__MATERIAL FOR THIS EXERCISE__.

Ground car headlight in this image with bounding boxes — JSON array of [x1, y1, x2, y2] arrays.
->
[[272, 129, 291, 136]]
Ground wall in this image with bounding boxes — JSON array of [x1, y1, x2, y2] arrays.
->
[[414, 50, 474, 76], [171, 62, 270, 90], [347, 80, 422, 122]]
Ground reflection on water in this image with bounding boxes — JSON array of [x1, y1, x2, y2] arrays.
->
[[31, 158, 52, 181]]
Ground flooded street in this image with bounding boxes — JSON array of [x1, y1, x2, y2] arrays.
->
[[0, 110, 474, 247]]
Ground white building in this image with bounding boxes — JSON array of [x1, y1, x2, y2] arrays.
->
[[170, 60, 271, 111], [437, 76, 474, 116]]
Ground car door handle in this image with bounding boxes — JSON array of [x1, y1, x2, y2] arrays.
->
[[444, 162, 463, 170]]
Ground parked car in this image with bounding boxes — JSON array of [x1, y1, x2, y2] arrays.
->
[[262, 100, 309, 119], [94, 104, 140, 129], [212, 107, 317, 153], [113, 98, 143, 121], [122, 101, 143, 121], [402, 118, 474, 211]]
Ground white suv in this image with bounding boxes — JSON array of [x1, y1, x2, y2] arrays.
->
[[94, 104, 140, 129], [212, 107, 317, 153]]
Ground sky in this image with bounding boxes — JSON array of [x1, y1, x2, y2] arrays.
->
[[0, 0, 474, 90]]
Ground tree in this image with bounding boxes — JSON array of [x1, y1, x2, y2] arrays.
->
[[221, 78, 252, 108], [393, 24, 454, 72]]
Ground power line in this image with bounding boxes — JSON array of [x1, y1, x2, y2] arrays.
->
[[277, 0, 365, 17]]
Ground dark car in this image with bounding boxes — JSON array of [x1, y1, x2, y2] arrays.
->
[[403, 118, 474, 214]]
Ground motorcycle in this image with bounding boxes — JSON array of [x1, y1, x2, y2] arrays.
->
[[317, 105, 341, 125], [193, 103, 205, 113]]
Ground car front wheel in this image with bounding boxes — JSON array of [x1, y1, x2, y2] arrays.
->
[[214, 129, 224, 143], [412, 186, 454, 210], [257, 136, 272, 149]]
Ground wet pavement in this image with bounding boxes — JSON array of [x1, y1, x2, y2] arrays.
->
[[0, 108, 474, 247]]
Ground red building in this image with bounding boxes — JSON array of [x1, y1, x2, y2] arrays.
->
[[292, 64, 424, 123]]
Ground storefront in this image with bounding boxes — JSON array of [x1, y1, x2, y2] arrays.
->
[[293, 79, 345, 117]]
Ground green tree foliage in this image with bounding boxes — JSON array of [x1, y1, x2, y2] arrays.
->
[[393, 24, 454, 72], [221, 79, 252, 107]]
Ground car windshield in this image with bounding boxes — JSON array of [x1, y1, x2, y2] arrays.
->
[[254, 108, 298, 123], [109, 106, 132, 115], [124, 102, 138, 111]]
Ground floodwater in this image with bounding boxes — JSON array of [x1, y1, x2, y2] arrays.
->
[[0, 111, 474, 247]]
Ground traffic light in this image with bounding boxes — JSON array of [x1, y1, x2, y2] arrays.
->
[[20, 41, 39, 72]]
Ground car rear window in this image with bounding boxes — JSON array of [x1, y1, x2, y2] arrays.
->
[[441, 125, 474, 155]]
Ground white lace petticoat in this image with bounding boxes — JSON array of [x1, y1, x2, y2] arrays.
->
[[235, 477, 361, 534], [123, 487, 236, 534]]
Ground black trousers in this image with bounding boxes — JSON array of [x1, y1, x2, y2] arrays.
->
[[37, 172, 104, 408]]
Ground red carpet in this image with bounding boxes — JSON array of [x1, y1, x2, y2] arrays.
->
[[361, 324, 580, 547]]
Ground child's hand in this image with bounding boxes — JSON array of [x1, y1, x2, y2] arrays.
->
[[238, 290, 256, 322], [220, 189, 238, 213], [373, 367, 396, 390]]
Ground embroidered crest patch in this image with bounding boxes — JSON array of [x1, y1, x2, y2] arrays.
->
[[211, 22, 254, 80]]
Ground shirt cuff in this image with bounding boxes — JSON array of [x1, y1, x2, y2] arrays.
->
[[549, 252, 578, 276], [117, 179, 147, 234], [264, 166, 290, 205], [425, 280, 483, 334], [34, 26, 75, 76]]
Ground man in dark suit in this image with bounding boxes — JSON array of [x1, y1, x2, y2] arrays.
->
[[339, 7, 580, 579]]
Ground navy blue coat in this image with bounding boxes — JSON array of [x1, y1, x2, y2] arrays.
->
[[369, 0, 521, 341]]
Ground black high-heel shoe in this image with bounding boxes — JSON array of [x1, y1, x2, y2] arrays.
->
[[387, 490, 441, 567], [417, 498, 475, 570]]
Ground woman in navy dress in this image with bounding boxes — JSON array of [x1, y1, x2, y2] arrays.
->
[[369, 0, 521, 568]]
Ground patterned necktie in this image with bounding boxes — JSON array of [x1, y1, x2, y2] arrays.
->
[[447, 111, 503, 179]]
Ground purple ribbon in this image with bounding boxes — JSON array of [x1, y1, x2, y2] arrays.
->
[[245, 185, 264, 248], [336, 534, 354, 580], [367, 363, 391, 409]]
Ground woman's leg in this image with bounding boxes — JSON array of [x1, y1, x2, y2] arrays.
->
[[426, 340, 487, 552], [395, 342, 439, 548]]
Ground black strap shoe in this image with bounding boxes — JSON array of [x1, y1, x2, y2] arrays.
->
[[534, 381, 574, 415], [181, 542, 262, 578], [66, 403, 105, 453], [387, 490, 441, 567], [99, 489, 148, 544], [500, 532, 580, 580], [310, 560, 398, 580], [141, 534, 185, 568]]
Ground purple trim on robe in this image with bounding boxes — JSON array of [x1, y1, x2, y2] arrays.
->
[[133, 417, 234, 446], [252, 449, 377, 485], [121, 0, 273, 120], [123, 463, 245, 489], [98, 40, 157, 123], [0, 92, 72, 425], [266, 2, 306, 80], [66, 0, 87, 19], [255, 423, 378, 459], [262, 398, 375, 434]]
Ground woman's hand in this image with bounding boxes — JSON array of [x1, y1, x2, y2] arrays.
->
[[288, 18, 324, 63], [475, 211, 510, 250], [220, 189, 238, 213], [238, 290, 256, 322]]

__DIRECTIONS FOR THIS TASK__.
Copy every item above back word for word, with no changes.

__SOLUTION TO THIS TASK__.
Ground car headlight in this image with bounding boxes — JSON array of [x1, y1, x2, y2] arrays.
->
[[272, 129, 291, 136]]
Ground wall in this image with bounding boxes — JSON array of [x1, y1, x2, y2] arrays.
->
[[414, 50, 474, 76], [171, 62, 270, 90], [347, 80, 422, 122]]
Ground reflection on water in this image with bounding boxes — JSON array of [x1, y1, x2, y2] arrays.
->
[[31, 158, 52, 181]]
Ground flooded street in this image with bounding boxes — JSON array of [x1, y1, x2, y2] arrays.
->
[[0, 110, 474, 247]]
Ground white building in this image with bounding boxes — JSON array of [x1, y1, x2, y2] arrays.
->
[[170, 60, 271, 111], [437, 76, 474, 116]]
Ground car door handle in this image with bounding boxes — JSON array of [x1, y1, x2, y2] arrays.
->
[[444, 162, 463, 170]]
Ground parked car in this image with bounding boxes — JSON array of [x1, y1, x2, y2] arrays.
->
[[262, 100, 309, 119], [94, 104, 140, 129], [212, 107, 317, 153], [113, 98, 143, 121], [122, 101, 143, 121], [402, 118, 474, 211]]
Ground white suv in this image with bounding boxes — JSON array of [x1, y1, x2, y2] arrays.
->
[[94, 104, 140, 129], [212, 107, 317, 153]]
Ground sky in this image with bounding boxes — JSON array of [x1, y1, x2, y2] arrays.
->
[[0, 0, 474, 90]]
Ground tree in this image with bounding boxes — JSON array of [x1, y1, x2, y2] arrays.
->
[[221, 78, 252, 108], [393, 24, 454, 72]]
Ground power line in this image with bounding boxes — JSON array of [x1, y1, x2, y2] arrays.
->
[[277, 0, 365, 17]]
Ground dark car in this image with bounding boxes — JSON array of [x1, y1, x2, y2] arrays.
->
[[403, 118, 474, 214]]
Ground motorcycle in this image with bounding boxes — JSON array of [x1, y1, x2, y2] arrays.
->
[[317, 105, 341, 125], [193, 103, 205, 113]]
Ground car front wheel in this image with bounding boxes — JSON array of [x1, y1, x2, y2] arrays.
->
[[214, 129, 224, 143], [412, 186, 454, 210], [257, 136, 272, 149]]
Ground wet pavement in this image with bounding boxes — JSON array of [x1, y1, x2, y2] arrays.
->
[[0, 108, 474, 247]]
Ground red building in this image with bounding boxes — JSON array of [x1, y1, x2, y2] arrays.
->
[[292, 64, 424, 123]]
Ground storefront in this image with bounding boxes — JSON array of [x1, y1, x2, y2] arrays.
->
[[293, 79, 345, 117]]
Ground green tree foliage in this image with bounding boxes — JSON array of [x1, y1, x2, y2] arrays.
->
[[393, 24, 454, 72], [221, 79, 252, 107]]
Ground car windshield in this image with bounding boxes — JSON array of [x1, y1, x2, y2] arrays.
->
[[254, 108, 298, 123], [109, 106, 132, 115], [124, 102, 138, 111]]
Ground floodwater in this image with bounding boxes — JSON array of [x1, y1, x2, y2] arrays.
->
[[0, 111, 474, 247]]
Ground traffic light in this image with bounding boxes — JSON array of [x1, y1, x2, y2] arrays.
->
[[20, 41, 39, 72]]
Ground car rear window in this image with bounding boxes — JSON array of [x1, y1, x2, y2] arrays.
->
[[441, 125, 474, 155]]
Ground white lace petticoat in this image with bounding boxes — JSON array of [x1, y1, x2, y2] arrays.
->
[[235, 477, 361, 534], [123, 487, 236, 534]]
Ground black trousers in this image with bounding boxes — JSON array of [x1, y1, x2, y2] arrays.
->
[[37, 172, 104, 408]]
Ground red carpet in this image with bounding boxes — JSON array of [x1, y1, x2, y2] arrays.
->
[[361, 324, 580, 547]]
Ground child's hand in this image with bounding boxes — JSON array of [x1, y1, x2, y2] arrays.
->
[[238, 290, 256, 322], [220, 189, 238, 213], [373, 367, 396, 390]]
Ground embroidered crest patch in this image with bounding boxes — JSON array of [x1, y1, x2, y2] arrays.
->
[[211, 22, 254, 80]]
Ground shirt cuff in this image with bounding boxes — JSON array of [x1, y1, x2, y2] arrays.
->
[[549, 252, 578, 276], [117, 179, 147, 234], [264, 166, 290, 205], [425, 280, 483, 334], [34, 26, 75, 76]]
Ground man in dark suit in this image with bounding boxes — JSON array of [x1, y1, x2, y2] arrays.
->
[[339, 7, 580, 579]]
Ground navy blue coat in this image with bounding boxes — JSON array of [x1, y1, x2, y2] arrays.
->
[[369, 0, 521, 341]]
Ground black high-heel shoe in this image with bounding boxes — JSON array of [x1, y1, x2, y2] arrays.
->
[[387, 490, 441, 567], [417, 498, 475, 570]]
Ground woman in navy dress in this image with bounding boxes — JSON array of [x1, y1, x2, y2] arrays.
->
[[369, 0, 521, 568]]
Ground patterned necktie in this image with bounding boxes — JSON array of [x1, y1, x2, y2] arrays.
->
[[447, 111, 503, 179]]
Ground purple ribbon in this image with bounding boxes — JSON array of [x1, y1, x2, y2] arrays.
->
[[245, 185, 264, 248], [336, 534, 354, 580], [367, 363, 391, 409]]
Ground woman's leg in this image with bounding boxes — JSON array of [x1, y1, x2, y2] arrays.
->
[[426, 340, 487, 552], [395, 342, 439, 548]]
Ground black strap shoe in this image with bounding boxes — JSON array of [x1, y1, x2, y2] arrays.
->
[[534, 381, 574, 415], [181, 542, 262, 578], [66, 403, 105, 453], [387, 490, 441, 567], [99, 489, 148, 544], [500, 532, 580, 580], [310, 560, 398, 580], [141, 534, 185, 568]]
Ground purple trim on robe in this image with bounding boxes — JSON array of [x1, y1, x2, y2] arrays.
->
[[133, 417, 234, 446], [252, 449, 377, 485], [121, 0, 273, 120], [123, 463, 245, 489], [98, 40, 157, 123], [0, 92, 72, 425], [266, 2, 306, 80], [66, 0, 87, 19], [255, 423, 378, 459], [262, 398, 375, 434]]
Ground woman's hand in this image with bounding boxes — JSON array of [x1, y1, x2, y2] arrays.
->
[[288, 18, 324, 63], [475, 211, 510, 250], [220, 189, 238, 213], [238, 290, 256, 322]]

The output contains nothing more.